-------- Bloque de texto

Los ermitaños del Siglo IV vivían en el desierto y desde allí se manifestaron sobre distintos aspectos de la vida humana.

 

Esa experiencia es interesante desde varios punto de vista. Nada mas opuesto a las aspiraciones de la modernidad que la experiencia de estos ermitaños. En el desierto en chozas, dedicados a la vida contemplativa, renunciando al mundo, a sus apetencias y a su frenesí. Poco contacto exterior para estos cristianos en los desiertos de Egipto, Palestina, Arabia y Persia. 

 

Esta renunciación tuvo lugar cuando el Imperio Romano entraba en su decadencia y siglos después de la desaparición de varias otras grandes civilizaciones. Cundía una especie de insatisfacción o cansancio sobre las cosas de este mundo, pero por sobretodo una inmensa curiosidad por formas alternativas de vida que condujeran a la búsqueda de caminos de plenitud espiritual.

----------------
-------- Sección de datos

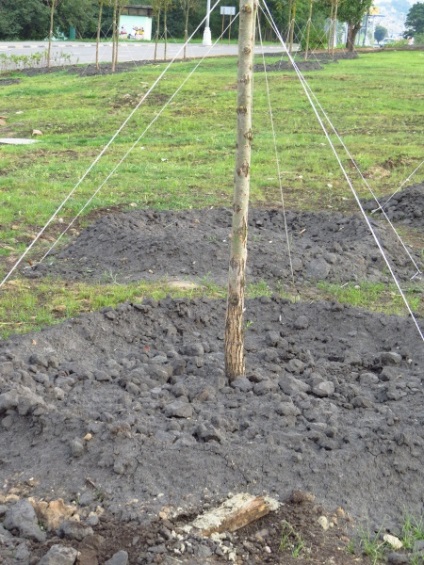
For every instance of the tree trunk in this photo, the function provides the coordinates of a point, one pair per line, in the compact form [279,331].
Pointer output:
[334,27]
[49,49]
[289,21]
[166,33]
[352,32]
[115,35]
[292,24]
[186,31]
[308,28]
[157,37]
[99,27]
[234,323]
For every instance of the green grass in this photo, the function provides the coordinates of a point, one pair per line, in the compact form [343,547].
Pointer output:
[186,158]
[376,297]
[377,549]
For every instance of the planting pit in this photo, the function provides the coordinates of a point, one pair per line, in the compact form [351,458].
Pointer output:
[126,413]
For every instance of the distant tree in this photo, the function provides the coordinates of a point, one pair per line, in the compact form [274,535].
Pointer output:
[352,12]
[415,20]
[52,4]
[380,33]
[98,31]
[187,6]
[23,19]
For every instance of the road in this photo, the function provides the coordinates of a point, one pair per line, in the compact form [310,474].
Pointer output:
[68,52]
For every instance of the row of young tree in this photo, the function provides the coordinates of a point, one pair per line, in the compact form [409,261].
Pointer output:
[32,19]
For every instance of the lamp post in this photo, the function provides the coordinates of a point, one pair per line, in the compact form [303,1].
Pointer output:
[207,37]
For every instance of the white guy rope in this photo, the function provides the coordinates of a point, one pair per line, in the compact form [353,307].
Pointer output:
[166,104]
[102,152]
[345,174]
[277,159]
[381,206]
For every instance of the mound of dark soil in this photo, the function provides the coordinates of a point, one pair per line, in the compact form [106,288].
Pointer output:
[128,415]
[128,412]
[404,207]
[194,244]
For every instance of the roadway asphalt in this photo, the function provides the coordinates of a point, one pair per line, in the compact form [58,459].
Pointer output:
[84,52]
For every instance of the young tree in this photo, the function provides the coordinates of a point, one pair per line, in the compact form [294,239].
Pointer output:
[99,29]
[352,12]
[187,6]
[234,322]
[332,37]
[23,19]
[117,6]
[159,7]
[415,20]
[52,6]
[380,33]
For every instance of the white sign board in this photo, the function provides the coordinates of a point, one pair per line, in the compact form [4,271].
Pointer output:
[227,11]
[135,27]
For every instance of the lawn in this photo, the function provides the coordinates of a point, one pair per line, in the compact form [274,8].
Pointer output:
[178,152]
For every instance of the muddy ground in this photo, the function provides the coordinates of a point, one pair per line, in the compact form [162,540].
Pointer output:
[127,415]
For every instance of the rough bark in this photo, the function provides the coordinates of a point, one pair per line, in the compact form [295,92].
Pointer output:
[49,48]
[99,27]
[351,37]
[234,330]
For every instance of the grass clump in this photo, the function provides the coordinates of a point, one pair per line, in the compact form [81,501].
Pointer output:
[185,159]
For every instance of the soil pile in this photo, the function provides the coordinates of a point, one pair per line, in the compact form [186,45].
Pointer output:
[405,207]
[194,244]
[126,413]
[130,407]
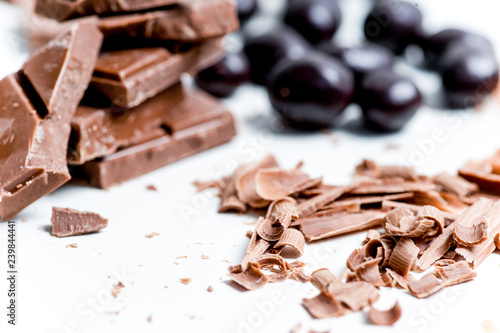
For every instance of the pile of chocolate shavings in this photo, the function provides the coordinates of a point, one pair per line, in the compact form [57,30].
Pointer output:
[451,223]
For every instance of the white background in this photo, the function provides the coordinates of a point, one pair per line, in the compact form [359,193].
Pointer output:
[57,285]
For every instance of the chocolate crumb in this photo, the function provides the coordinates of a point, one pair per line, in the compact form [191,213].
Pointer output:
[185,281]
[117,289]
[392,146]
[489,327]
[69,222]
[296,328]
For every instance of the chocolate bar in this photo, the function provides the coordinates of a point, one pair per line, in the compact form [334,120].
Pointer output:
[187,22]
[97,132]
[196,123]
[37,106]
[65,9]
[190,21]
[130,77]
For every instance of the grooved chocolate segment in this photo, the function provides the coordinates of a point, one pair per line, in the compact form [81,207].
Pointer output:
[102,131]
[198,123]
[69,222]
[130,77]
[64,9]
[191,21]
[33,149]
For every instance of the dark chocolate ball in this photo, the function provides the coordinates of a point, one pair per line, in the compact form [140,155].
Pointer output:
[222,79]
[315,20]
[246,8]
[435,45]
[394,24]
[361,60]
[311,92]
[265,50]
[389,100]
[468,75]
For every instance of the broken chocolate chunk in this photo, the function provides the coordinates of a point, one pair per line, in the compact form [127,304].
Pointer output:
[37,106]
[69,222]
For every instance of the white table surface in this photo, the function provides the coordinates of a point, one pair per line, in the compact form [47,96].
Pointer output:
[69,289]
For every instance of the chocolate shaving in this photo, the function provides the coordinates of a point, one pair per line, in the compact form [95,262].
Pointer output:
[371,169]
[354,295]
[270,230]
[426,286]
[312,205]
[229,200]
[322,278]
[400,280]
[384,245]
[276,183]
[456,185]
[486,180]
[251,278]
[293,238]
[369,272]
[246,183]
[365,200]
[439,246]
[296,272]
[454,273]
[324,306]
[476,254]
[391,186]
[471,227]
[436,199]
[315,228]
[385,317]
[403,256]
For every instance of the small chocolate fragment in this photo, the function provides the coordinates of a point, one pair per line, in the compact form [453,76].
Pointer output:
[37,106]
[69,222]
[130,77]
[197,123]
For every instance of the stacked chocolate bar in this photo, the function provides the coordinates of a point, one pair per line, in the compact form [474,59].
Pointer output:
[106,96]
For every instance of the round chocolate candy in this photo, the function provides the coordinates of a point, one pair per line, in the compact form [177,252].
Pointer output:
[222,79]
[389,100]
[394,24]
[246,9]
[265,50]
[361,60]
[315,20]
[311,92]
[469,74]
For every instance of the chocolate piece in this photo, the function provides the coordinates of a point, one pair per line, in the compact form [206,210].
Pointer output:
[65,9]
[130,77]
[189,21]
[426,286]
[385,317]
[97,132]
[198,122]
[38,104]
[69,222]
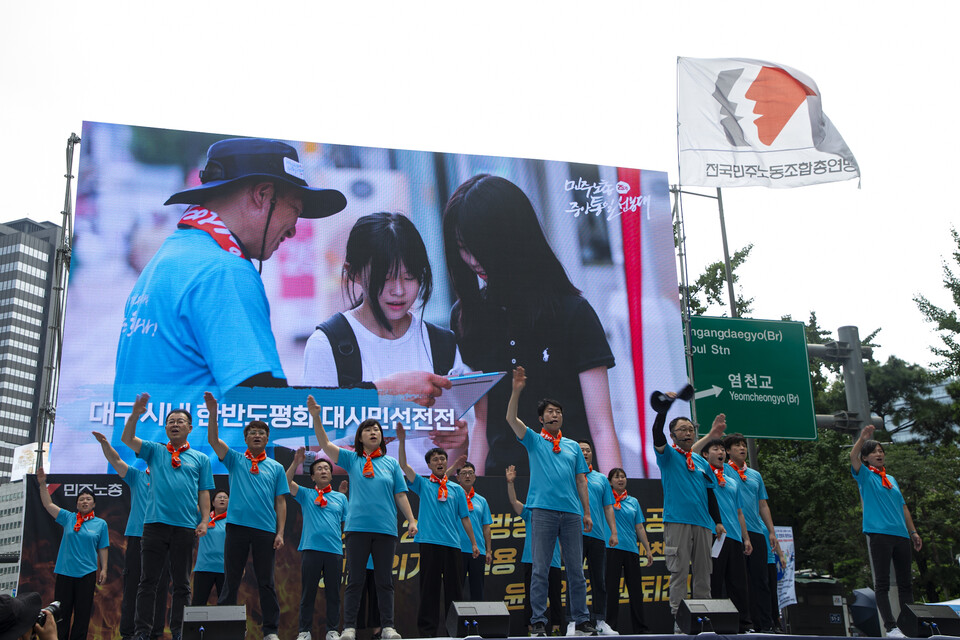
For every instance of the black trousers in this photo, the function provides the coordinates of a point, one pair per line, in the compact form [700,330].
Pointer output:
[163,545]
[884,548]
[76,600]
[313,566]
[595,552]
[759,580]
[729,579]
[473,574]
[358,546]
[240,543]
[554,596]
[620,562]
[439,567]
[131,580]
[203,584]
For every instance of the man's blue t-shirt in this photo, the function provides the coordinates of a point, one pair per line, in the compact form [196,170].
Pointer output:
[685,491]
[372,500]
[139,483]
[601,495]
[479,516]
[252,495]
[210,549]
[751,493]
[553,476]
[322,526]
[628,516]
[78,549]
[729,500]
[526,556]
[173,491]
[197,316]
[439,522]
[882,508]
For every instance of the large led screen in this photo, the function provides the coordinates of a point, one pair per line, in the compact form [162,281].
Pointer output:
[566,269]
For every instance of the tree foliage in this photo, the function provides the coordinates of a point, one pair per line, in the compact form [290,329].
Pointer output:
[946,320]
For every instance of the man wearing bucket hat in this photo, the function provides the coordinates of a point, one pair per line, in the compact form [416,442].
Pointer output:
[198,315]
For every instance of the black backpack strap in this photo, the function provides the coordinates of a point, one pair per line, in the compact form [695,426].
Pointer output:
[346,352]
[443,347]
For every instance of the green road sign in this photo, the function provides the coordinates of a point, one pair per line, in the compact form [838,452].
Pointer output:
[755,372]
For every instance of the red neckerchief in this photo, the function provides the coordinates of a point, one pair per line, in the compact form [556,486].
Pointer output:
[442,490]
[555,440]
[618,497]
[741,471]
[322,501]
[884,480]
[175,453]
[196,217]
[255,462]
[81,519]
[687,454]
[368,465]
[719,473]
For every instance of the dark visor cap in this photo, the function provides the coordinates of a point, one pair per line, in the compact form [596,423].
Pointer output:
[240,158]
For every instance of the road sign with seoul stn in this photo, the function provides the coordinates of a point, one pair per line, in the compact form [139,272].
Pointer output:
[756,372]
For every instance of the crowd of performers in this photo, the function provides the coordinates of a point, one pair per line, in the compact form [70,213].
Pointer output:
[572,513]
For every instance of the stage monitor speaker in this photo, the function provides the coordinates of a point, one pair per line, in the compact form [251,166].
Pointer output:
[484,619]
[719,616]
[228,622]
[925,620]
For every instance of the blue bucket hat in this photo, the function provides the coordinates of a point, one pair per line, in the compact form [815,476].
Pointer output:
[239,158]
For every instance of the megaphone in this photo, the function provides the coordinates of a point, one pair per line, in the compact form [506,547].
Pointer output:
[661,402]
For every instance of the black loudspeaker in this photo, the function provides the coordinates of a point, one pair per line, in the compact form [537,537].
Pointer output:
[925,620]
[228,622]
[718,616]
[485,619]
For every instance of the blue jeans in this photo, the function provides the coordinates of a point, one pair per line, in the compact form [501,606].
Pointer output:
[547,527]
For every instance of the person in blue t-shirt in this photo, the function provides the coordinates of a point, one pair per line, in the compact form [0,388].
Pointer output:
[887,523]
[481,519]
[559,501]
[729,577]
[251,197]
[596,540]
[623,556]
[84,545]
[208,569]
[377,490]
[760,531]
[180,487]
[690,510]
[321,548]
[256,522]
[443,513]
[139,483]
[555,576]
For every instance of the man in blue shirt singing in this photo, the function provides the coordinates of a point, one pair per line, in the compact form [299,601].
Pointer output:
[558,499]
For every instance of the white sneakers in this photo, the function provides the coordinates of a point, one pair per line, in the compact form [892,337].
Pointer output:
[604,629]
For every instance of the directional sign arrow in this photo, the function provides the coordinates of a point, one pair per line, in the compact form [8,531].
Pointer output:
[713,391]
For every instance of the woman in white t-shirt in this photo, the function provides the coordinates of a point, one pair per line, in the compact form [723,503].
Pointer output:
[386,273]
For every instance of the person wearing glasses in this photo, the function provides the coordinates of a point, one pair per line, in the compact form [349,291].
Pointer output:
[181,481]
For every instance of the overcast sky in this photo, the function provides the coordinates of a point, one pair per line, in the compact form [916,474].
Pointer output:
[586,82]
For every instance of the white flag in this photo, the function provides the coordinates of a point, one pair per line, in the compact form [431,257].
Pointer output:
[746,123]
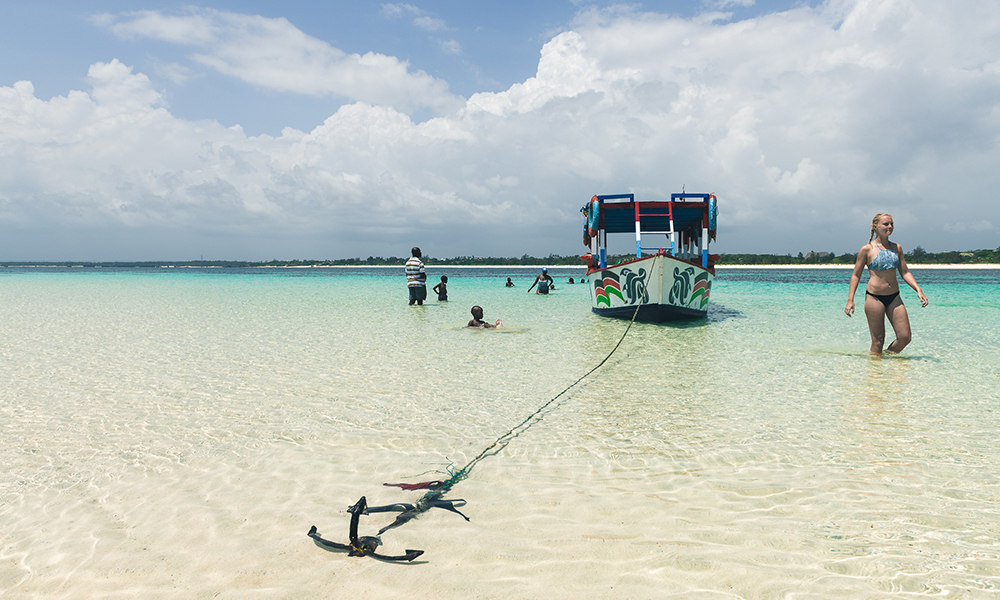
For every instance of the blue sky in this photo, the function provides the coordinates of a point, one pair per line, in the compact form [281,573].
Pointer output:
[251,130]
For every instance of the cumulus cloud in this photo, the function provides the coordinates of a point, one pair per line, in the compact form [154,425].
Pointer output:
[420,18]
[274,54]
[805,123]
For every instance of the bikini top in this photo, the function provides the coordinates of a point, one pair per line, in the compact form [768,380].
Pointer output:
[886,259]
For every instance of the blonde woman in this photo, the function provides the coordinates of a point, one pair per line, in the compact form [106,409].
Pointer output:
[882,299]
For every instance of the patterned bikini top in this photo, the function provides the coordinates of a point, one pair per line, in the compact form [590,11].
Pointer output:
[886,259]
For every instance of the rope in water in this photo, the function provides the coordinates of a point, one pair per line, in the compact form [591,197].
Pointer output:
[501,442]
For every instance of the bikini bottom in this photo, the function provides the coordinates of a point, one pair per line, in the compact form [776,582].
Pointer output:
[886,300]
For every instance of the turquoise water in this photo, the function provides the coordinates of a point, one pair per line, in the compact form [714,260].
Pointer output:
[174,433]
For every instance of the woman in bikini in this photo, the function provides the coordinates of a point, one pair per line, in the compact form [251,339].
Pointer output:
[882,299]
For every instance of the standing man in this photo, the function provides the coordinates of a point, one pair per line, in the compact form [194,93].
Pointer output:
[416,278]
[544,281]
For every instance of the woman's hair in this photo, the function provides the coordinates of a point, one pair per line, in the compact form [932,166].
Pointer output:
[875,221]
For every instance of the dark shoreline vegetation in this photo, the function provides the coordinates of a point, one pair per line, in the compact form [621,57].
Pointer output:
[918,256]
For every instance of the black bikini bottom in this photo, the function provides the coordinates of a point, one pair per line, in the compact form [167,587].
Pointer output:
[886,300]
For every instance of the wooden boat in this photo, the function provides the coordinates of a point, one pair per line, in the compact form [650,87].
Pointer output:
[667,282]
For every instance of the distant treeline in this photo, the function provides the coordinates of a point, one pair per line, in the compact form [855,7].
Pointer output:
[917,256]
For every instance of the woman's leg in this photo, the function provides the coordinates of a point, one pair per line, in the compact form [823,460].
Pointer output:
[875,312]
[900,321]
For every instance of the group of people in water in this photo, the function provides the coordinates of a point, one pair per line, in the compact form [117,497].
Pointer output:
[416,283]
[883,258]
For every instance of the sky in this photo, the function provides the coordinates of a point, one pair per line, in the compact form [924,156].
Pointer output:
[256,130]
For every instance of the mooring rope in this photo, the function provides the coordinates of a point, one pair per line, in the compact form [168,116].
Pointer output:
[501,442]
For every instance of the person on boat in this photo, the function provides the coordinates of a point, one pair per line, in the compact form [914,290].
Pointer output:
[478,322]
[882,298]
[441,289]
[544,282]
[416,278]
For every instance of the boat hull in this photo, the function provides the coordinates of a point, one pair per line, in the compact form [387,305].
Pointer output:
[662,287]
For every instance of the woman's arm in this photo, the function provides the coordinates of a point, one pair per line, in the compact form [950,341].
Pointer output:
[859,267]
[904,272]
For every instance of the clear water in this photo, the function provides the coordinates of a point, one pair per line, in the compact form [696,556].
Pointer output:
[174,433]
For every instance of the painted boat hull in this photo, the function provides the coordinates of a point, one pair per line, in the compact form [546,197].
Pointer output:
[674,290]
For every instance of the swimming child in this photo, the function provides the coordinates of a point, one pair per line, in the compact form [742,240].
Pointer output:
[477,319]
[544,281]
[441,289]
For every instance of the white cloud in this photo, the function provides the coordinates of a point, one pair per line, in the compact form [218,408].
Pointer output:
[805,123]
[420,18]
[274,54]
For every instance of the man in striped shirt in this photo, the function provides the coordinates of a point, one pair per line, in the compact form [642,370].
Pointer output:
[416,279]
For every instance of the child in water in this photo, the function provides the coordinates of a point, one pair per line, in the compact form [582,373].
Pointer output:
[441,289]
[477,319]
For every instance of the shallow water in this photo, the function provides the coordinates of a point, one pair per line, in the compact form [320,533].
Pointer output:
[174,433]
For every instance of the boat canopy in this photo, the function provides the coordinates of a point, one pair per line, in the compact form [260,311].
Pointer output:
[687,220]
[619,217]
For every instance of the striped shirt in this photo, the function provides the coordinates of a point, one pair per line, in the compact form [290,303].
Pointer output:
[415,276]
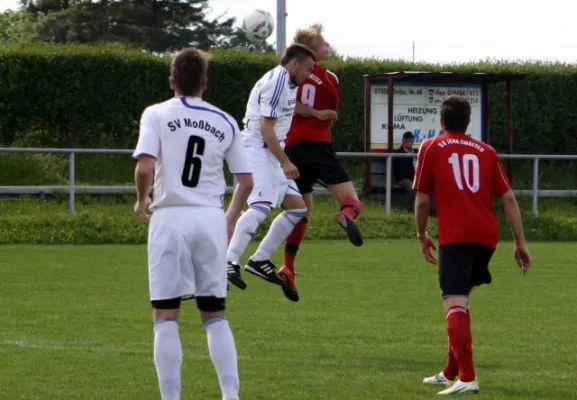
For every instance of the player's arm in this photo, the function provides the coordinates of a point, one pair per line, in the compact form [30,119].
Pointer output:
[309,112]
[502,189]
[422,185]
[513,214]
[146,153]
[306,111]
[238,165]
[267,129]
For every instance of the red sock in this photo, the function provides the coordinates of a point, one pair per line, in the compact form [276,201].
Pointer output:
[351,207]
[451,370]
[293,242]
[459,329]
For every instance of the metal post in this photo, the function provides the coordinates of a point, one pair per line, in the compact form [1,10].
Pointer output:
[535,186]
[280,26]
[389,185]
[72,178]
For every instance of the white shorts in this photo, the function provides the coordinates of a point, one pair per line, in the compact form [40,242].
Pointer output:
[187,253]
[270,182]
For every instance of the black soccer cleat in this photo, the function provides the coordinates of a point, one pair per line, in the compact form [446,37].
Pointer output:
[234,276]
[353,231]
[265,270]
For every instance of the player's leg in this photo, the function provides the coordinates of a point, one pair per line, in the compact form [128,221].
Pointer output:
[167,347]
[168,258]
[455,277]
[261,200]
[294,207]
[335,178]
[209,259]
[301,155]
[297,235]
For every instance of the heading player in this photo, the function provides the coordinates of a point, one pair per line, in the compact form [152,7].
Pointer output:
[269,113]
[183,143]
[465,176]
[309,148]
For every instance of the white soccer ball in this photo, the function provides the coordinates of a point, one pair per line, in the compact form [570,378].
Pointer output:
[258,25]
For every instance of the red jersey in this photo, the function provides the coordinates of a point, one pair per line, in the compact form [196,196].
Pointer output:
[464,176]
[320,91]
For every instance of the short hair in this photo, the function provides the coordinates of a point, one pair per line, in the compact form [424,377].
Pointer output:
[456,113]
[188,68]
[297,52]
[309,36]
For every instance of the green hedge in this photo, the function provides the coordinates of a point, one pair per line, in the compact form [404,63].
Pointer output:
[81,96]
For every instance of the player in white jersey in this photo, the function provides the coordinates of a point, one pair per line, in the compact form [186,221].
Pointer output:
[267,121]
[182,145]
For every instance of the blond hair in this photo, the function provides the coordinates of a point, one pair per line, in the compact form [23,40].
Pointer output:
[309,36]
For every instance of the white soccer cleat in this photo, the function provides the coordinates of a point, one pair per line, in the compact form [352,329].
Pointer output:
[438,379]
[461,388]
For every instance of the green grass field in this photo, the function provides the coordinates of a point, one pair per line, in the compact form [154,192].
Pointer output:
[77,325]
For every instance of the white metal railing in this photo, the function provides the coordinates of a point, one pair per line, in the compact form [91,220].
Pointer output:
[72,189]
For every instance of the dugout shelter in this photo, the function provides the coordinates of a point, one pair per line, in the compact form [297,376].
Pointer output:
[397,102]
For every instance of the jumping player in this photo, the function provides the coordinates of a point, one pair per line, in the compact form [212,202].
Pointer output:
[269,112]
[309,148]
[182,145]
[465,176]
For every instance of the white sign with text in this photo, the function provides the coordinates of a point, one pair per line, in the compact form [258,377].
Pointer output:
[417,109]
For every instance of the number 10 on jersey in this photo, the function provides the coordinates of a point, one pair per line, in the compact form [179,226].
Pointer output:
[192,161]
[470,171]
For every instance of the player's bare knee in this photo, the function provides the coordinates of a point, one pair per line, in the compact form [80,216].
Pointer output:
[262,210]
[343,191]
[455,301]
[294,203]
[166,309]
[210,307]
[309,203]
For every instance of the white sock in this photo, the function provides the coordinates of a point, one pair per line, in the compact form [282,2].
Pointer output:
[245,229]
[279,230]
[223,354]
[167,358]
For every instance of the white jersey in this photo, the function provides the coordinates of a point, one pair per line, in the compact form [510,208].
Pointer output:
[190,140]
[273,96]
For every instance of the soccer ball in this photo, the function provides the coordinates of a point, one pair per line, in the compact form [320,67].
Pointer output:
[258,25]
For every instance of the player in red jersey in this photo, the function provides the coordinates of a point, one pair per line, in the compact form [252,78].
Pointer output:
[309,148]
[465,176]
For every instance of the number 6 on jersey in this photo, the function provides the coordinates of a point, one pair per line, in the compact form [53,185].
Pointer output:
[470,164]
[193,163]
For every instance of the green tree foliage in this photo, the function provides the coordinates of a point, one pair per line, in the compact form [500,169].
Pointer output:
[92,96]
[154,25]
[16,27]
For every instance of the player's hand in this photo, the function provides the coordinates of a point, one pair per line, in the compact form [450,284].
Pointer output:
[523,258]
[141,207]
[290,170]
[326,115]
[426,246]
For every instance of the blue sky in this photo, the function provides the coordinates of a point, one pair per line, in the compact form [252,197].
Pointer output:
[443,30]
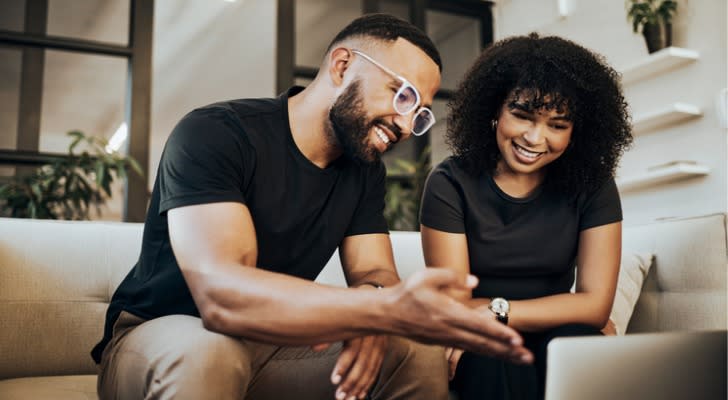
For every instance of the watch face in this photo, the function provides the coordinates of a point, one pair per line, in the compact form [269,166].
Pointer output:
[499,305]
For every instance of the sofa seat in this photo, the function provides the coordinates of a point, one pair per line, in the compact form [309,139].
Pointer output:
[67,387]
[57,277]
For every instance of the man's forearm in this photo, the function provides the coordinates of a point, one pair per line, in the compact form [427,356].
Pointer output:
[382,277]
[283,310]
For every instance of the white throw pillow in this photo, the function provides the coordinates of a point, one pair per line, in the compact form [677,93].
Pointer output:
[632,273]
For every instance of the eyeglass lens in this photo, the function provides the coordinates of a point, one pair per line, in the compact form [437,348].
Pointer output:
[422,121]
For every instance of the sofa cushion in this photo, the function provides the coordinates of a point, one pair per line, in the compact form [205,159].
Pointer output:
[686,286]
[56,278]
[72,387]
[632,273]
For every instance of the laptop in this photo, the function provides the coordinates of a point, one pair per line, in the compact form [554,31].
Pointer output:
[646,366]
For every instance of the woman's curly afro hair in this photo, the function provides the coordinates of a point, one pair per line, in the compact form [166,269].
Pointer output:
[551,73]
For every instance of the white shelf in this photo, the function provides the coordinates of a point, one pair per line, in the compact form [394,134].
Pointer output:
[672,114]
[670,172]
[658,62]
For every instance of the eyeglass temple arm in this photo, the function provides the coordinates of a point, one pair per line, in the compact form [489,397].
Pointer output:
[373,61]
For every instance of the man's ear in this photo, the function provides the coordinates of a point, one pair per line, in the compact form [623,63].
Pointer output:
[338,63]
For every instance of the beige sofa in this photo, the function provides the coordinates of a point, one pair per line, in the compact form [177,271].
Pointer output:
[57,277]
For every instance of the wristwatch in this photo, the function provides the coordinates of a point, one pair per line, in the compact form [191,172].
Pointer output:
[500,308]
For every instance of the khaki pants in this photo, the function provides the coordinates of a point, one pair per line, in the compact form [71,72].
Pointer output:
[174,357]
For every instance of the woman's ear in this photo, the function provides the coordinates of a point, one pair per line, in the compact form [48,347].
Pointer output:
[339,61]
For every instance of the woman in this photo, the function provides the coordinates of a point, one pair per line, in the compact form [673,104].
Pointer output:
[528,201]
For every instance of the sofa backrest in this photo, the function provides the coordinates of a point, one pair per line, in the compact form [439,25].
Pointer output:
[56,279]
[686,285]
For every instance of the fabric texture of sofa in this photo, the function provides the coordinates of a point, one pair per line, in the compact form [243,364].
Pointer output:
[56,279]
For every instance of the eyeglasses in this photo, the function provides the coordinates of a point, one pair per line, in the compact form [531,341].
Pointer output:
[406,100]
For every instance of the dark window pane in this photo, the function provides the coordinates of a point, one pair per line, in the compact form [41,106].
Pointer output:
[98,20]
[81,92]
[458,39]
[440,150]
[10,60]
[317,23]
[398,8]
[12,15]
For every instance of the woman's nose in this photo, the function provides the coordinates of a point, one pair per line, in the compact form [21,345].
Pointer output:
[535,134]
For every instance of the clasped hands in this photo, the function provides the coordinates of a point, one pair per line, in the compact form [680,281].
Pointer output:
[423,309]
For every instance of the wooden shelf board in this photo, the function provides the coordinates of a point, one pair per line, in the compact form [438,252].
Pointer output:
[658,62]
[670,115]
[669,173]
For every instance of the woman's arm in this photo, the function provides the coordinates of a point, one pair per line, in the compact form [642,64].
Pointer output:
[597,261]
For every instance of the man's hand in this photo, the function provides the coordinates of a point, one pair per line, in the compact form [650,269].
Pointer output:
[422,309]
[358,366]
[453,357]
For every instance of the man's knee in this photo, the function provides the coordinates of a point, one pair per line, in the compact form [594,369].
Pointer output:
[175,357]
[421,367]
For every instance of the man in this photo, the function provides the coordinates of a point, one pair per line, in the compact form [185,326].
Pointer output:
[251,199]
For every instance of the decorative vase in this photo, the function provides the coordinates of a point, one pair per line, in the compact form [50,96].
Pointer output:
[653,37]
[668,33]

----------------

## Ejercicio propuesto
Copia de nuevo el pasaje del texto sobre los ermitaños que empieza con "Esa experiencia es" y llega hasta "de plenitud espiritual.". Cambia "chozas" por "cuevas".

## Solución del ejercicio
Esa experiencia es interesante desde varios punto de vista. Nada mas opuesto a las aspiraciones de la modernidad que la experiencia de estos ermitaños. En el desierto en cuevas, dedicados a la vida contemplativa, renunciando al mundo, a sus apetencias y a su frenesí. Poco contacto exterior para estos cristianos en los desiertos de Egipto, Palestina, Arabia y Persia. 

 

Esta renunciación tuvo lugar cuando el Imperio Romano entraba en su decadencia y siglos después de la desaparición de varias otras grandes civilizaciones. Cundía una especie de insatisfacción o cansancio sobre las cosas de este mundo, pero por sobretodo una inmensa curiosidad por formas alternativas de vida que condujeran a la búsqueda de caminos de plenitud espiritual.